The biggest disappointment

Global extreme poverty has failed to end.

And now that the pandemic has thrown ~ 100 million more people into extreme poverty, in addition to the over half a billion who were already living in extreme poverty before covid, it may simply never ever end.

What is very clear, however, is: global extreme poverty hasn’t failed to end because of the pandemic, or because there is somehow a shortage in global antipoverty funding. Nope. 

This has never been a problem.

Remember, a single global antipoverty agency like the UNDP for instance, spends $5 billion annually. That figure is actually $6.6 billion in 2022. This is bigger than the GDP of several African countries, and it is the annual budget of just one global antipoverty agency.

Global poverty has failed to end because, from the beginning of time, humanity has left the world’s ultra poor (i.e., those of us who subsist directly on less than $1.9 a day in the global south), on the sidelines of the global fight against poverty.

Year after year, humanity spends billions on ending global extreme poverty, in a way that makes it nearly impossible for the extreme poor in the global south to ever see a single penny of it.

Currently, only 1% of ALL the money that is intended to end global poverty, is what goes directly to the extreme poor in the global south.

To complicate everything, the people from the global development sector, who keep the other 99% of global antipoverty funding, and who could have been the ultimate allies of the poor, are probably the hardest people humanity has ever bred.

 

The sad truth is:

For those of us at the very bottom of the pyramid, it is relatively easy to get some random person, say an anarchist club somewhere in London, to lend you a voice on extreme poverty, than to get anyone from the global development sector to work together with you on poverty, even in the slightest way.

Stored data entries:
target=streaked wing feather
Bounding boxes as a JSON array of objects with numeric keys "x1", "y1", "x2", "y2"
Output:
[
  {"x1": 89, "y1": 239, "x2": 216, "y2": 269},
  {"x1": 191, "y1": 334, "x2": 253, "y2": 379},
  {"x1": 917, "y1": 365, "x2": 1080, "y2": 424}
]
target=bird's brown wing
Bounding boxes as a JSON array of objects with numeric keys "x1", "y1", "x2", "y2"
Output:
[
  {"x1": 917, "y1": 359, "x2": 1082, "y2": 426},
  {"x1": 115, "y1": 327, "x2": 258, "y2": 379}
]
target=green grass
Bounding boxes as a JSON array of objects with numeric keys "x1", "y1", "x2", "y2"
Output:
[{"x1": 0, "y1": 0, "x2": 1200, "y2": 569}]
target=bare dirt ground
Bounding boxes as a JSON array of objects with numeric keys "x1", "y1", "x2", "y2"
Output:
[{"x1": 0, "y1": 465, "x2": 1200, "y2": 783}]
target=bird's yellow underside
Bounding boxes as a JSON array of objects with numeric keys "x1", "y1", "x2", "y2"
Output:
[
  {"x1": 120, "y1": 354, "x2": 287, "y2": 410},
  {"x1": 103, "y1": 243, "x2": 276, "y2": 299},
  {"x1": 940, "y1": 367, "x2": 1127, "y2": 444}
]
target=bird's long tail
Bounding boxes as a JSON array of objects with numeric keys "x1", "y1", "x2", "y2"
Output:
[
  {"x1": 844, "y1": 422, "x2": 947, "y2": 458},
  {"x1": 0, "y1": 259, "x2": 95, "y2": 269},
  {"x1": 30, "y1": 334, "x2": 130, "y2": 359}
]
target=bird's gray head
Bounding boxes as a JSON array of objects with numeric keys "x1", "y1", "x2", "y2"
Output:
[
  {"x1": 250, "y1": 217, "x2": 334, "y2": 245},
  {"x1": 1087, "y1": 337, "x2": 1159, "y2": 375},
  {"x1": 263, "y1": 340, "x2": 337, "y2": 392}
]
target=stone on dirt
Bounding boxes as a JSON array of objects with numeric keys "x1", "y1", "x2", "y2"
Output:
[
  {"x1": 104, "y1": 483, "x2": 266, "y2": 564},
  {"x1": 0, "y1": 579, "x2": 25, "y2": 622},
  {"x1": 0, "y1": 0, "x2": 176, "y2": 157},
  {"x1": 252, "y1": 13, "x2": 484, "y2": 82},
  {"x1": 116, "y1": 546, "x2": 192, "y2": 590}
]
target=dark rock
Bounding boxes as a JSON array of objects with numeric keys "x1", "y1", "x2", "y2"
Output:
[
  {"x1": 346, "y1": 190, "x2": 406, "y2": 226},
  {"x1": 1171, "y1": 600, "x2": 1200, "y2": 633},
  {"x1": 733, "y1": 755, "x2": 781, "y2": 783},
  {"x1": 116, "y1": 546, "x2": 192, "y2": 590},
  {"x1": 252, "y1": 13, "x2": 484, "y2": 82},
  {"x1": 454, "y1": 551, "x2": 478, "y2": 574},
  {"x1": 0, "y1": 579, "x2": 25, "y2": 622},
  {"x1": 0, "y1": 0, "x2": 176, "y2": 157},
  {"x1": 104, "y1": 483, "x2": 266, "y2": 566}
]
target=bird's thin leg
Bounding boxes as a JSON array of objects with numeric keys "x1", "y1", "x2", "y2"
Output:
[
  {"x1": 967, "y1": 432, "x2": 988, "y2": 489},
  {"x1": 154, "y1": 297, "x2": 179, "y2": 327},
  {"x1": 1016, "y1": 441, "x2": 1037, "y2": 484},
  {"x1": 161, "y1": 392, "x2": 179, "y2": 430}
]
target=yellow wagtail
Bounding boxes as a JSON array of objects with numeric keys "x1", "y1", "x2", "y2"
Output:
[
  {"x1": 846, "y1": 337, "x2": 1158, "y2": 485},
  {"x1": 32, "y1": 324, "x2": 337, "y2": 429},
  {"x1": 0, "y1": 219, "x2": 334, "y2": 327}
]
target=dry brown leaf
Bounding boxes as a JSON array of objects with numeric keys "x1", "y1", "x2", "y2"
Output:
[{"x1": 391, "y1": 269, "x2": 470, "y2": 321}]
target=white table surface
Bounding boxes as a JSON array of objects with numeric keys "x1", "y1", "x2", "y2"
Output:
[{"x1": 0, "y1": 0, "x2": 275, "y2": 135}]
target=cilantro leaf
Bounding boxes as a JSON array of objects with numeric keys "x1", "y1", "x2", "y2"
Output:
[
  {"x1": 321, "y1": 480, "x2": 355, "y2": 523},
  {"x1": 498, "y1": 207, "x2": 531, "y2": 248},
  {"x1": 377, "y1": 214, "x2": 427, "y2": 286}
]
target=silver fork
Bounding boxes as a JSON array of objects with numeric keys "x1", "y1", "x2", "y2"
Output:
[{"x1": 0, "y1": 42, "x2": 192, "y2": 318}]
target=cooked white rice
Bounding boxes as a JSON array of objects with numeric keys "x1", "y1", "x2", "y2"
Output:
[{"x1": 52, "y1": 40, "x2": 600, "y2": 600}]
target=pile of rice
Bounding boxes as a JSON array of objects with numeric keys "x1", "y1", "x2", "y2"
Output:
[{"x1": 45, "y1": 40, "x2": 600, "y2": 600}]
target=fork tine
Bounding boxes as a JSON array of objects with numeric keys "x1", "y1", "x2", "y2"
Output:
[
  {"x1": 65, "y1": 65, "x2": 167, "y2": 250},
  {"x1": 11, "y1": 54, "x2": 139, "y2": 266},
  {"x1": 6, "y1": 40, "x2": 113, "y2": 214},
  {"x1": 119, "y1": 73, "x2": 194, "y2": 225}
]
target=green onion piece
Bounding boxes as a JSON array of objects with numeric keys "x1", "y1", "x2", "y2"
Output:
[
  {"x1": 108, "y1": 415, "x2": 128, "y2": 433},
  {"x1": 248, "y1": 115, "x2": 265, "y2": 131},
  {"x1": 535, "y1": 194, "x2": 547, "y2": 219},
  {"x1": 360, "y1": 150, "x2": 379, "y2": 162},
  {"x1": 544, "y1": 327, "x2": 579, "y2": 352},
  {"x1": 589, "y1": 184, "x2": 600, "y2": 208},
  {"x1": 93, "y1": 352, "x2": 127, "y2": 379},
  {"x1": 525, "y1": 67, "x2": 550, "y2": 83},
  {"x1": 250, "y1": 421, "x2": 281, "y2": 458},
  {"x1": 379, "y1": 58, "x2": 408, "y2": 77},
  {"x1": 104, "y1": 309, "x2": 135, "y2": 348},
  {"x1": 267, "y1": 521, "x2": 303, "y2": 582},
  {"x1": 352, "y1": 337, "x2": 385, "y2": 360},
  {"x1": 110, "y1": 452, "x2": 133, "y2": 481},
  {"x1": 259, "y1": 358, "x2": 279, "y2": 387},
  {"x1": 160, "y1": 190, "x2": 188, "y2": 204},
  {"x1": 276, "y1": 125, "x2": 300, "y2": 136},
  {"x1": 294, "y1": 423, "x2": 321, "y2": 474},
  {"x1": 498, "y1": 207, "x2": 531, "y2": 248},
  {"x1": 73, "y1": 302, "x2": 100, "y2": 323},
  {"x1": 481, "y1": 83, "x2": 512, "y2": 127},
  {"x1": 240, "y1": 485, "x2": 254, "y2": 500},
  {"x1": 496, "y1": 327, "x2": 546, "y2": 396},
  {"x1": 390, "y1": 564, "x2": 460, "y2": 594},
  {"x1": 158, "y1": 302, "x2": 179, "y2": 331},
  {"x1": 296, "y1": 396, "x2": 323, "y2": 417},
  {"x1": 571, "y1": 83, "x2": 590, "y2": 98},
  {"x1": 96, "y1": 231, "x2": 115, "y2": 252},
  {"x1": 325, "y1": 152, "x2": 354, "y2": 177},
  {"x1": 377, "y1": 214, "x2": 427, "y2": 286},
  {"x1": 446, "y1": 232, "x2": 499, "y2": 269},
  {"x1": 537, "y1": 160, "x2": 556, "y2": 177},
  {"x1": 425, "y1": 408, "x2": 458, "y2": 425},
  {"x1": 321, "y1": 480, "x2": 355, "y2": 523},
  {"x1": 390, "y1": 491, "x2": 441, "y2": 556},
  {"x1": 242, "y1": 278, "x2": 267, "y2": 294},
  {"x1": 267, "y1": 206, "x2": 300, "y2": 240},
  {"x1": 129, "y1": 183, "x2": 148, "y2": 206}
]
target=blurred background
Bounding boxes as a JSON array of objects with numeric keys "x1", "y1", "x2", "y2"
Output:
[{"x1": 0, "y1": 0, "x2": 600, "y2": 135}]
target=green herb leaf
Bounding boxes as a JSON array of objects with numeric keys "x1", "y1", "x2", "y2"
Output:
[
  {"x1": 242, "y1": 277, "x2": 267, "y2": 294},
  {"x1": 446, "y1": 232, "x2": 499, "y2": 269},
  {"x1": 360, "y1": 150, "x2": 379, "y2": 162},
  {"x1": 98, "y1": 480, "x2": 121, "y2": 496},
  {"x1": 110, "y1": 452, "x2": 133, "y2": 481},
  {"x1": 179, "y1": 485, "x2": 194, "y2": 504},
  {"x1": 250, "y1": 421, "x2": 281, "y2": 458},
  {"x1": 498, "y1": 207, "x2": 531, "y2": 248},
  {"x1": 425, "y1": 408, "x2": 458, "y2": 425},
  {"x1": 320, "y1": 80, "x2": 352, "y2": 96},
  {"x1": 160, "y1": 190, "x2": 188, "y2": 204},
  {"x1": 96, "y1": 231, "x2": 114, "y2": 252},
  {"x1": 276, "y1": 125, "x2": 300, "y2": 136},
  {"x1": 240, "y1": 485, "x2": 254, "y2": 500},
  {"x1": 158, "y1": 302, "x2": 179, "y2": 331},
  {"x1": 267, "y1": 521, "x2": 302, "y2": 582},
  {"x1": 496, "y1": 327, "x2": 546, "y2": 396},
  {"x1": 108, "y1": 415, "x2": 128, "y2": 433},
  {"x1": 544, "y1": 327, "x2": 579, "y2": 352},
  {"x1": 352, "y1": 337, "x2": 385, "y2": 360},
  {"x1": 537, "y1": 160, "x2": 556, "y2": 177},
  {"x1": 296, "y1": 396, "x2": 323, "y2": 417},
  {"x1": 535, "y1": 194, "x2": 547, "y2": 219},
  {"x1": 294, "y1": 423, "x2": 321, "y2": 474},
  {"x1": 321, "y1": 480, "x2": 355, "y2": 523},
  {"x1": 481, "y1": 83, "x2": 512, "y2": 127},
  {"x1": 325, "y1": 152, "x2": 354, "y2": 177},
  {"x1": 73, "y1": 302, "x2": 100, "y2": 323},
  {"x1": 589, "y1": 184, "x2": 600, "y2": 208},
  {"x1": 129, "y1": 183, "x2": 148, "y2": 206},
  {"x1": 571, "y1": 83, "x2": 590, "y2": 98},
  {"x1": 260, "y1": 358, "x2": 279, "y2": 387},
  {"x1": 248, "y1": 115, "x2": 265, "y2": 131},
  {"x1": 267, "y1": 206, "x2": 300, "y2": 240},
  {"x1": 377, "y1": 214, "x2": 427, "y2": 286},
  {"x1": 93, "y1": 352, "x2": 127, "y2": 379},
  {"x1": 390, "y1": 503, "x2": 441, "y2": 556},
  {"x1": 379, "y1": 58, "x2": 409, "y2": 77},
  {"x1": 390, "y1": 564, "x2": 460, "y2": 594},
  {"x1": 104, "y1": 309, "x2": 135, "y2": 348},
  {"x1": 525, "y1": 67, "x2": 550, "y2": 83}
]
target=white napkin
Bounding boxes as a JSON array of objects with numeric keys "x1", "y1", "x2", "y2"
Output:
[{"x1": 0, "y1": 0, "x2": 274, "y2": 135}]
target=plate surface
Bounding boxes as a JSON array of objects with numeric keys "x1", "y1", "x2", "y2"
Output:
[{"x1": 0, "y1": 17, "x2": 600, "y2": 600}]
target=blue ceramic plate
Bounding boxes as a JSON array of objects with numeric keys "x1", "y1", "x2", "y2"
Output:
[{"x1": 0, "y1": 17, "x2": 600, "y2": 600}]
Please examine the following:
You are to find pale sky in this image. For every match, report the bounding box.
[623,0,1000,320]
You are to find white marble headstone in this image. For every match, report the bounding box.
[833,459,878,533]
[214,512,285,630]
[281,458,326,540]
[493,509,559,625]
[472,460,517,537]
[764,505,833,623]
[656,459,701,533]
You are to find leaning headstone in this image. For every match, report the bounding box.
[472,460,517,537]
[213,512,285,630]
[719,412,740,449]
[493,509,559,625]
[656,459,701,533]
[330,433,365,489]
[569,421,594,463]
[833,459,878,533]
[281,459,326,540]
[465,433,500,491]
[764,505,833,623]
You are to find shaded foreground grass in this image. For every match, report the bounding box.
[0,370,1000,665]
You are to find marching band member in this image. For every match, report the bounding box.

→ **Required tasks**
A: Summarize the piece on global extreme poverty in two sentences.
B: According to the piece on global extreme poverty, what share of all money intended to end global poverty goes directly to the extreme poor in the global south?
C: Carry on the piece on global extreme poverty from its final sentence.

→ **Your written answers**
A: The piece on global extreme poverty argues that extreme poverty has failed to end and, with the pandemic pushing about 100 million more people into it, may never end. It contends that the cause is not a shortage of antipoverty funding but the exclusion of the world's ultra poor from the fight against poverty, since only 1% of the money meant to end poverty goes directly to them.

B: Only 1%.

C:
These people have only one rule: the world’s ultra poor must only wait for their own solutions to come. 

And these guys are very true to their word. 

But their own solutions, which could have brought them together with the extreme poor, only reach very, very few random poor communities, and in most cases, these solutions often turn out to be very short-lived.

The biggest barrier though?

Humanity as a whole is convinced this is the way to go.

That’s, humanity really believes the best way to end global poverty, is for the world’s ultra poor to sit and wait for the right people (i.e., those from the development sector), to come and move them from poverty.

For this reason, humanity really is very opposed to the idea of directly supporting the extreme poor, in the global south.

The result is that nearly all current solutions to ending global poverty have remained exclusively top-bottom, and largely short-lived. It has also meant that, in many of the truly impoverished remote rural areas of the world, particularly in Africa, there is nothing whatsoever that is happening to end poverty.

This is what makes it very, very hard for global extreme poverty to ever, ever end. Regardless, billions are still spent every year, in the name of ending global poverty, in a way that doesn’t touch the ultra poor in any way.